Reading text
Klein had been ‘re-negotiating’ the Rolling Stones’ contract with Decca Records, and there was a rumour that he had them sailing around Manhattan Island on a yacht while he closed the deal. That way nobody but Klein could get to them. Perfect tactics orchestrated by a couple of real professionals. Machat and Klein were the ideal combination of calm, calculating assessment full of business acumen and the pit-bull-terrier killer instinct needed to deal in a cut-throat industry. Machat went in as the quiet counsellor, while Alan interjected sharp bursts of aggressive outrage. Unsuspecting record executives were at times rendered defenceless in their presence. At first sight Avory said they looked like the comedy duo of Abbott and Costello. Machat, the taller, had a cigar-smoking intellectual image, apart from an occasional air of shiftiness, probably developed as a result of hanging around unscrupulous businessmen. Klein, a short, stocky, former accountant who had probably worked for too many so-called respectable businessmen, seemed to have decided that the only way to knock down the barrier of respectability was to steamroller his way through. Alan Klein talked as if his jaw was continually clenched; his eyes wide open.
‘What do you want?’ he snapped at me.
‘I want my money and a better record deal. What do you want?’ I replied.
Klein didn’t hesitate: ‘The Beatles, of course. Who doesn’t?’
After introducing themselves to the rest of my entourage, ending with Robert Ransom, Klein sniggered as if he had weighed up the whole situation in an instant: ‘Ransom. Great name for an accountant.’
‘I think that’s what this case is all about, don’t you, Alan?’ Machat said, as he puffed on his cigar.

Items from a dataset
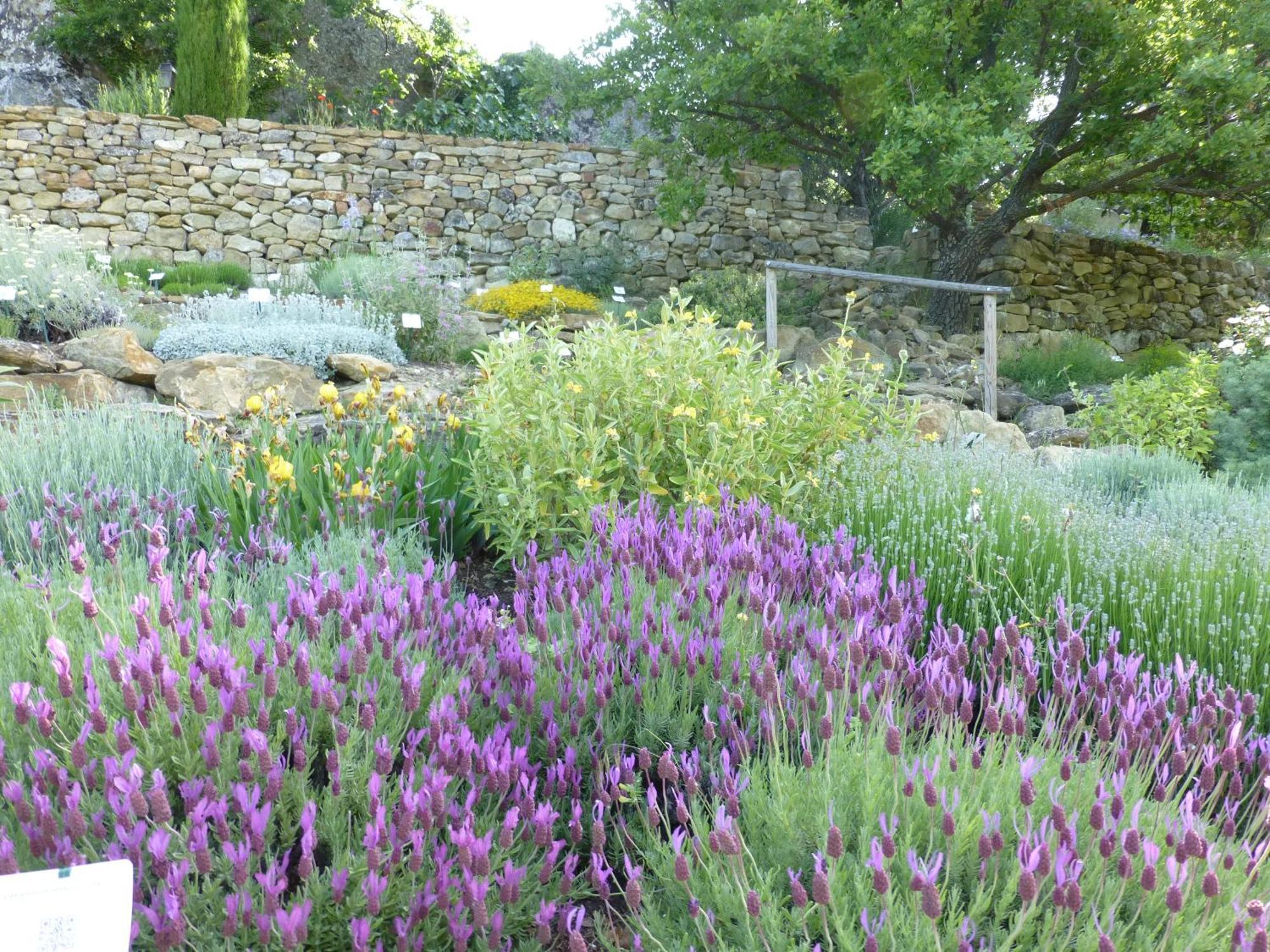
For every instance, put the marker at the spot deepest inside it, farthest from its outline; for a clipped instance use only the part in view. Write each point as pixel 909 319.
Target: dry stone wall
pixel 1130 295
pixel 267 195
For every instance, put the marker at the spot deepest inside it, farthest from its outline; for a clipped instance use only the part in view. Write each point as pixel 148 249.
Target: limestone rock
pixel 1041 417
pixel 222 384
pixel 79 389
pixel 27 359
pixel 116 354
pixel 1059 437
pixel 359 367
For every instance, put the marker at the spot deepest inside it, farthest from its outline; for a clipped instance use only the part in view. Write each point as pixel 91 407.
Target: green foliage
pixel 63 451
pixel 739 294
pixel 403 282
pixel 1019 107
pixel 138 93
pixel 1174 409
pixel 1045 373
pixel 676 411
pixel 115 39
pixel 1243 431
pixel 1159 357
pixel 213 56
pixel 387 464
pixel 62 290
pixel 1155 549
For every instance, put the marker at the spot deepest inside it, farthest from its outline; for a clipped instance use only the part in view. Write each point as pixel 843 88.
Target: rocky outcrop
pixel 359 367
pixel 116 354
pixel 222 384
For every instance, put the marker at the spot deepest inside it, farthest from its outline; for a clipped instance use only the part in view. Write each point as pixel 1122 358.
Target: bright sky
pixel 497 27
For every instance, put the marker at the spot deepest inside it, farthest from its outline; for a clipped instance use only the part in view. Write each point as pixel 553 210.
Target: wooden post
pixel 772 309
pixel 990 356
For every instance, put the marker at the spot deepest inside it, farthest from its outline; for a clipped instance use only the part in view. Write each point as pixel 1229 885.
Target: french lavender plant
pixel 700 733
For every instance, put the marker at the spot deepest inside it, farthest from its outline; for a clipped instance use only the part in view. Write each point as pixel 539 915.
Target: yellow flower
pixel 404 439
pixel 281 472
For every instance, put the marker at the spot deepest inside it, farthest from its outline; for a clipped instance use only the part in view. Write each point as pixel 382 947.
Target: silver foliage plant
pixel 304 329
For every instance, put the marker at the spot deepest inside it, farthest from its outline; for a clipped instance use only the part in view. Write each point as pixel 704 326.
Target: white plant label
pixel 78 909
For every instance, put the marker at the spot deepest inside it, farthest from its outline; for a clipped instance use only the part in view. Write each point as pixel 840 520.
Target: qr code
pixel 57 935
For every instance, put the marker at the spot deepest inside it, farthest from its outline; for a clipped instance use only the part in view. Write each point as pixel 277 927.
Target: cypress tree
pixel 213 56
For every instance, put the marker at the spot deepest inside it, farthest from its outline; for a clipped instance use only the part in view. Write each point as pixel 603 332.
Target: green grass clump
pixel 1173 559
pixel 1046 373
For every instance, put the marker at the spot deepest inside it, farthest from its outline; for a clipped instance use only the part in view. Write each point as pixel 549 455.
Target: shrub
pixel 213 59
pixel 526 299
pixel 384 464
pixel 1241 432
pixel 60 288
pixel 1174 409
pixel 676 411
pixel 402 282
pixel 1159 357
pixel 1045 373
pixel 1154 549
pixel 595 271
pixel 675 736
pixel 740 294
pixel 49 458
pixel 138 93
pixel 304 329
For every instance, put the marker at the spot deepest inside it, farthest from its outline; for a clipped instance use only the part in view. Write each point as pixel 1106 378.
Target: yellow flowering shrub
pixel 679 411
pixel 526 299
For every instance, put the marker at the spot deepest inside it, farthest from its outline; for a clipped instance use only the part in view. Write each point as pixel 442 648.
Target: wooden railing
pixel 990 310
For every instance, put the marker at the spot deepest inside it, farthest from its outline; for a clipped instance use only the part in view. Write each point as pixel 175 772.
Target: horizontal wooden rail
pixel 990 310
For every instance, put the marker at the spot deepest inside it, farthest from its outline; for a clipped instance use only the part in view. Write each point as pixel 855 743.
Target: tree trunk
pixel 959 261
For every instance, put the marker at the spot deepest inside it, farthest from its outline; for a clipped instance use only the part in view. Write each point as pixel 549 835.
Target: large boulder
pixel 222 384
pixel 1041 417
pixel 116 354
pixel 359 367
pixel 27 359
pixel 79 389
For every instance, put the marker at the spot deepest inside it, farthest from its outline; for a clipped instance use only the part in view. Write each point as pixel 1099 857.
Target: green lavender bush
pixel 1177 562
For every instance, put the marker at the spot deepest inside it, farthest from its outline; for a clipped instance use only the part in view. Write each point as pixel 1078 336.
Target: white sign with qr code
pixel 78 909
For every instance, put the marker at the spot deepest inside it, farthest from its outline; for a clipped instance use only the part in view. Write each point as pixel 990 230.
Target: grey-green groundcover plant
pixel 702 733
pixel 303 329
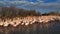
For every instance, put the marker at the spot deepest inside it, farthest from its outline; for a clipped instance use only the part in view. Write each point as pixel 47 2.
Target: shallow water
pixel 37 28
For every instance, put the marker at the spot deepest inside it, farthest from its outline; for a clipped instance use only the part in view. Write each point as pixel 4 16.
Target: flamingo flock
pixel 28 20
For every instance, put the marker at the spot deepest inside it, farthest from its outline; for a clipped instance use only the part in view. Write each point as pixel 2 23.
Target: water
pixel 37 28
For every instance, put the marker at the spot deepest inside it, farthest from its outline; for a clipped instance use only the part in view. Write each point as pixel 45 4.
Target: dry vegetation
pixel 12 12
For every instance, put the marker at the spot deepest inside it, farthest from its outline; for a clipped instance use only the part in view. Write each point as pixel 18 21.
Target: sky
pixel 38 5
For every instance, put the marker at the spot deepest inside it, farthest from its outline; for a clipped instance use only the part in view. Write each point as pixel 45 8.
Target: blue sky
pixel 38 5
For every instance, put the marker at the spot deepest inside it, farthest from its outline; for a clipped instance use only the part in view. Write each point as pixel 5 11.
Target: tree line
pixel 11 12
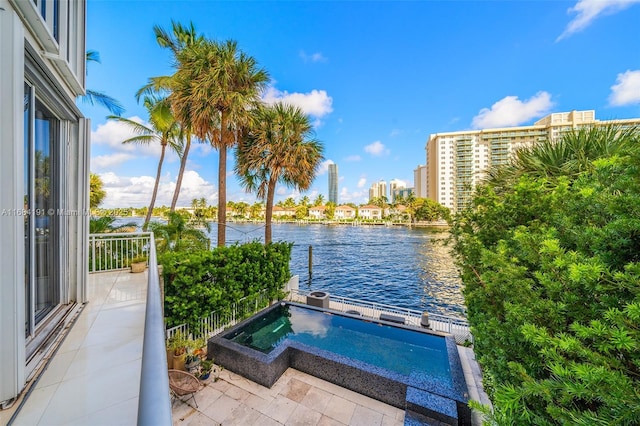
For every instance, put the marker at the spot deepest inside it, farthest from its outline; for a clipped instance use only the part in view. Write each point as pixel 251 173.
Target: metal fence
pixel 113 251
pixel 219 320
pixel 457 327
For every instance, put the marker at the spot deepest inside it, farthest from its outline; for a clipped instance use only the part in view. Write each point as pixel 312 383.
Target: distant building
pixel 420 182
pixel 370 212
pixel 394 186
pixel 317 212
pixel 345 212
pixel 457 161
pixel 402 193
pixel 378 189
pixel 333 183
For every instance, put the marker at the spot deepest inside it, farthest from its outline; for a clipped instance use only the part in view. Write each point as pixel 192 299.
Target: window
pixel 41 140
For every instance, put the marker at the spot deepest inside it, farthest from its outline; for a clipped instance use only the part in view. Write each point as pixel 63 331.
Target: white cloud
pixel 112 133
pixel 353 197
pixel 376 149
pixel 626 91
pixel 102 162
pixel 314 57
pixel 316 103
pixel 511 111
pixel 324 167
pixel 136 191
pixel 588 10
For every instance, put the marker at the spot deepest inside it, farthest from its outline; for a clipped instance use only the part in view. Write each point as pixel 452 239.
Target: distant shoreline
pixel 437 225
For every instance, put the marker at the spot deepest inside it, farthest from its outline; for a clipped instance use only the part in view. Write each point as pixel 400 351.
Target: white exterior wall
pixel 55 69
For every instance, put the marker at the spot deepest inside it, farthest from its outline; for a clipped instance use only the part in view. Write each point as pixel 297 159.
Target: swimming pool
pixel 407 368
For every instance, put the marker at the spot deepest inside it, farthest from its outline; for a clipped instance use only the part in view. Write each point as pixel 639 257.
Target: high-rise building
pixel 378 189
pixel 457 161
pixel 44 181
pixel 394 186
pixel 333 183
pixel 420 182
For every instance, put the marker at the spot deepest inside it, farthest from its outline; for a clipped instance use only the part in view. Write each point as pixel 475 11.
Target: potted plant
pixel 177 351
pixel 138 264
pixel 205 369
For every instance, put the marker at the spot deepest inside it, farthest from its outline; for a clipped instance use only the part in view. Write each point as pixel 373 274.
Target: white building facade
pixel 457 161
pixel 44 180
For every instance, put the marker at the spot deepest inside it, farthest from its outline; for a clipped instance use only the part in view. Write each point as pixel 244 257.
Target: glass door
pixel 42 284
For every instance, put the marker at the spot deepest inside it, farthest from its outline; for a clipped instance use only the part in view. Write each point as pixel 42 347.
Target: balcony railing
pixel 154 403
pixel 113 251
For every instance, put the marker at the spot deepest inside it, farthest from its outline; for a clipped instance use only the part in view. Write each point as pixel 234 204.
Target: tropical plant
pixel 163 129
pixel 550 264
pixel 179 39
pixel 218 86
pixel 96 191
pixel 93 97
pixel 279 148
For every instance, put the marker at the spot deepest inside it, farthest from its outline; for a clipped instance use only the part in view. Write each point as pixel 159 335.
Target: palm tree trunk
pixel 155 189
pixel 222 184
pixel 183 164
pixel 269 210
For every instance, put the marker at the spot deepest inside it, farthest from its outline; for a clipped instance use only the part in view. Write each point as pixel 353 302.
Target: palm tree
pixel 219 85
pixel 179 39
pixel 570 155
pixel 163 130
pixel 94 97
pixel 279 148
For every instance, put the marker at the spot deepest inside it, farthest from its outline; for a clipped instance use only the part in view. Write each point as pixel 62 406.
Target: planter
pixel 170 359
pixel 178 362
pixel 138 267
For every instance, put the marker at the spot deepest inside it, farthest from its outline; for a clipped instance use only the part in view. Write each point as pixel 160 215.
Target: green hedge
pixel 200 282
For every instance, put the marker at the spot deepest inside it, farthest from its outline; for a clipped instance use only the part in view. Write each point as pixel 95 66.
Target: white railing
pixel 457 327
pixel 113 251
pixel 219 320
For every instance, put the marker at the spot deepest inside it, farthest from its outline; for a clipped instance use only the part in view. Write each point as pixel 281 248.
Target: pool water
pixel 396 349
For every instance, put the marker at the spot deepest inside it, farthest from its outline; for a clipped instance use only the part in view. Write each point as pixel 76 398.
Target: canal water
pixel 396 265
pixel 400 266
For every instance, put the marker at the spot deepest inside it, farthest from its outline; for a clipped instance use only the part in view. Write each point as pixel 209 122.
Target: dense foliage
pixel 551 268
pixel 197 283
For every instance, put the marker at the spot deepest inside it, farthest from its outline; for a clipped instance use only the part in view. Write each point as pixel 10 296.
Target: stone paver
pixel 296 399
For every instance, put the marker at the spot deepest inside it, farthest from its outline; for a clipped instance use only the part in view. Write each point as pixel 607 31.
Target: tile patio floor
pixel 296 399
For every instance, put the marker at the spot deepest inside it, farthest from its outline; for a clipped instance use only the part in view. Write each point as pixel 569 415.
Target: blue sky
pixel 377 78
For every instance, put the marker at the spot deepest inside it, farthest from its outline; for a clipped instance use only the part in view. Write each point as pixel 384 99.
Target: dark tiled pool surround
pixel 421 394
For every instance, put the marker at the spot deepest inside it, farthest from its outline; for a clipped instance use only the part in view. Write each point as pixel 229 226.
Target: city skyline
pixel 375 87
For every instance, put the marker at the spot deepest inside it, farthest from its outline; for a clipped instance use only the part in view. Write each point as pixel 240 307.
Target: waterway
pixel 396 265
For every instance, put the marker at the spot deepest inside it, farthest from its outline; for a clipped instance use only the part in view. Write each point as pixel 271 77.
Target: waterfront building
pixel 317 212
pixel 420 181
pixel 281 212
pixel 394 186
pixel 402 193
pixel 333 183
pixel 370 212
pixel 458 161
pixel 44 181
pixel 378 189
pixel 345 212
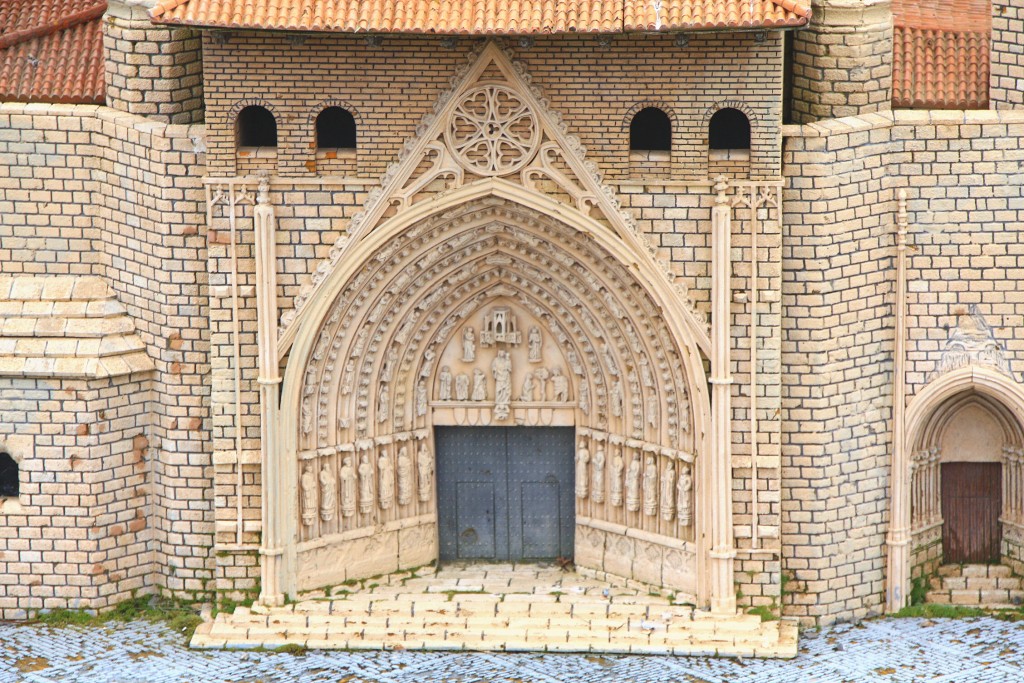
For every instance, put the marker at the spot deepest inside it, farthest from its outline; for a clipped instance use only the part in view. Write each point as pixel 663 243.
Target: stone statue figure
pixel 501 368
pixel 382 402
pixel 404 471
pixel 669 492
pixel 347 478
pixel 462 386
pixel 388 369
pixel 609 358
pixel 527 388
pixel 616 478
pixel 444 380
pixel 346 382
pixel 645 374
pixel 424 471
pixel 683 496
pixel 385 485
pixel 684 413
pixel 428 355
pixel 468 345
pixel 560 386
pixel 479 385
pixel 534 341
pixel 597 476
pixel 541 375
pixel 328 497
pixel 652 409
pixel 583 475
pixel 308 495
pixel 633 484
pixel 616 398
pixel 650 486
pixel 366 484
pixel 421 398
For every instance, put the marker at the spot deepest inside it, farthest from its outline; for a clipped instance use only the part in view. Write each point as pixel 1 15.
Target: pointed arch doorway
pixel 505 494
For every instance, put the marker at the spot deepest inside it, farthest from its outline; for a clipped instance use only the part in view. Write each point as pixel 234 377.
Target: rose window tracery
pixel 493 131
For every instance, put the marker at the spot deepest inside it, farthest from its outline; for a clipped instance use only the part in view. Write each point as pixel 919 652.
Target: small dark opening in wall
pixel 8 475
pixel 650 130
pixel 256 128
pixel 336 128
pixel 729 129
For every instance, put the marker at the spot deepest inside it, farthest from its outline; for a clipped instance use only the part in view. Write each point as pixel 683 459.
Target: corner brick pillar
pixel 152 70
pixel 1007 80
pixel 842 63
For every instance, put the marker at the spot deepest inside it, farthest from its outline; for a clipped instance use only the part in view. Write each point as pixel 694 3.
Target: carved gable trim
pixel 483 129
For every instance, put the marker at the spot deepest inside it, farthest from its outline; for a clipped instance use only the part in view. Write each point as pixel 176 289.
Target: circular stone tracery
pixel 493 131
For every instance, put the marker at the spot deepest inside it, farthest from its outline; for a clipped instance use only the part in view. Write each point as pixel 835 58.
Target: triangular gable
pixel 493 125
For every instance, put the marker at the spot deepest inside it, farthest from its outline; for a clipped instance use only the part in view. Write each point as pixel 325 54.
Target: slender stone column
pixel 723 596
pixel 898 540
pixel 269 378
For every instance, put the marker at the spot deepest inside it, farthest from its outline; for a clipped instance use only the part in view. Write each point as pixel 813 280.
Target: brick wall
pixel 962 174
pixel 126 204
pixel 842 62
pixel 78 536
pixel 595 88
pixel 152 71
pixel 1007 84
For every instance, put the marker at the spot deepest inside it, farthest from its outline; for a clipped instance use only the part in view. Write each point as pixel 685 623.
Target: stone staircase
pixel 499 608
pixel 976 586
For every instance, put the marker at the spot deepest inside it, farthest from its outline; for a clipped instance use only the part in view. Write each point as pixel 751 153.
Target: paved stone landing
pixel 499 608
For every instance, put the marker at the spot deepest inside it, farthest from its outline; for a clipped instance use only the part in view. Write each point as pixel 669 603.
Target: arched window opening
pixel 335 129
pixel 650 130
pixel 8 475
pixel 729 129
pixel 256 128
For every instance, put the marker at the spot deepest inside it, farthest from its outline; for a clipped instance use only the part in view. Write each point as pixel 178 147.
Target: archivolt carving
pixel 431 331
pixel 481 129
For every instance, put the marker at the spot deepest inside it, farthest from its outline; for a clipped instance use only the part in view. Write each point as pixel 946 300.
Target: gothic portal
pixel 492 283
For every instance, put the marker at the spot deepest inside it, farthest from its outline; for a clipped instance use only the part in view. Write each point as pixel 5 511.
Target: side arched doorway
pixel 966 477
pixel 494 314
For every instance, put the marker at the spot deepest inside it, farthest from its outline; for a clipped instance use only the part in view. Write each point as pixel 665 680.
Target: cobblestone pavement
pixel 973 650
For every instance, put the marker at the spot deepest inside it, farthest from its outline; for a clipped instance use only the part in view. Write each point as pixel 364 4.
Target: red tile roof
pixel 483 16
pixel 51 50
pixel 940 53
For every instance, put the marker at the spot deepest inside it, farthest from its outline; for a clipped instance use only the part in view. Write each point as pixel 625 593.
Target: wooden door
pixel 505 494
pixel 972 501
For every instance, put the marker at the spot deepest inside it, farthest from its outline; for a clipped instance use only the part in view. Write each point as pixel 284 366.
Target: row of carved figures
pixel 638 484
pixel 355 487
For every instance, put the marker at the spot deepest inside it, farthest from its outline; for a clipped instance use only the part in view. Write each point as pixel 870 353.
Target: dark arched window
pixel 8 475
pixel 256 128
pixel 729 129
pixel 335 128
pixel 650 130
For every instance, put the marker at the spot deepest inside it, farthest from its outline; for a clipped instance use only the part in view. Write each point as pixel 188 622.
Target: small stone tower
pixel 153 71
pixel 842 63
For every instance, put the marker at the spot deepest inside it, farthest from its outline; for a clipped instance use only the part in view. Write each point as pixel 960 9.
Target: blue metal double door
pixel 505 494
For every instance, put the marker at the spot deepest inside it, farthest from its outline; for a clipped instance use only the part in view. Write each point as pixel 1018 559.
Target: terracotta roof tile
pixel 51 50
pixel 940 69
pixel 943 14
pixel 940 53
pixel 482 16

Set of tasks
[a] Transcribe the passage about Klein and Machat from "Klein didn’t hesitate: ‘The" to "on his cigar.".
[b] Answer these questions using the passage about Klein and Machat:
(i) Whose contract with Decca Records had Klein been re-negotiating?
(ii) Which comedy duo did Avory say the two men looked like at first sight?
(iii) What did Klein say he wanted?
[c] Carry the passage about Klein and Machat forward from its final line.

Task-by-task answers
[a]
Klein didn’t hesitate: ‘The Beatles, of course. Who doesn’t?’
After introducing themselves to the rest of my entourage, ending with Robert Ransom, Klein sniggered as if he had weighed up the whole situation in an instant: ‘Ransom. Great name for an accountant.’
‘I think that’s what this case is all about, don’t you, Alan?’ Machat said, as he puffed on his cigar.

[b]
(i) The Rolling Stones'
(ii) Abbott and Costello
(iii) The Beatles

[c]
Alan sat himself down in a swivel chair behind an oversized desk that had the effect of making him look even smaller. Machat cruised the room slowly, pausing occasionally to make a legal point, while Klein dictated the conversation.
‘You got talent?’ he shouted across to me. I remained silent.
‘Oh, come on, let’s cut this phoney humble act. You got frigging talent, or what? Of course you’ve got frigging talent. So much so that you’re making Reprise Records and Louis Benjamin at Pye a goddam fortune.’ The room remained silent.
Grenville raised an eyebrow as he crossed his legs, took a swift but nervous puff of his cigarette and pronounced in his best, over-exaggerated English accent, ‘That’s why we’re here, Alan. To put the situation right.’
A piece of ash fell on Grenville’s perfectly tailored suit, betraying his inner nervousness. Klein sat back in his chair, clenched his teeth, waved his head from side to side as if thinking out loud, and looked up at the ceiling.
‘Wrong, right, right, wrong.’ He remained in this position while Machat ran through the legal issues involved and compared them to other cases that he had dealt with.
At the end of Machat’s knowledgeable, if drawn out, assessment, Klein shouted, ‘To hell with it, I’ll get you your money. Do you know how?’ The room remained silent as he picked up some legal papers relating to the Kinks.
‘Infancy,’ Marty muttered under his breath.
Alan’s eyes opened so wide with rage and his teeth were so clenched so tight it looked as if he was about to have a fit. ‘Too fucking right, infancy!’ he shouted.
Ransom coughed, as if to try and interject some decorum into the proceedings.
Klein ranted on: ‘Did you get advice from a lawyer – sorry, solicitor – when you signed this contract? Doesn’t matter! Do you know your first record came out on two labels in America? I think I owned one of them!’ Klein laughed.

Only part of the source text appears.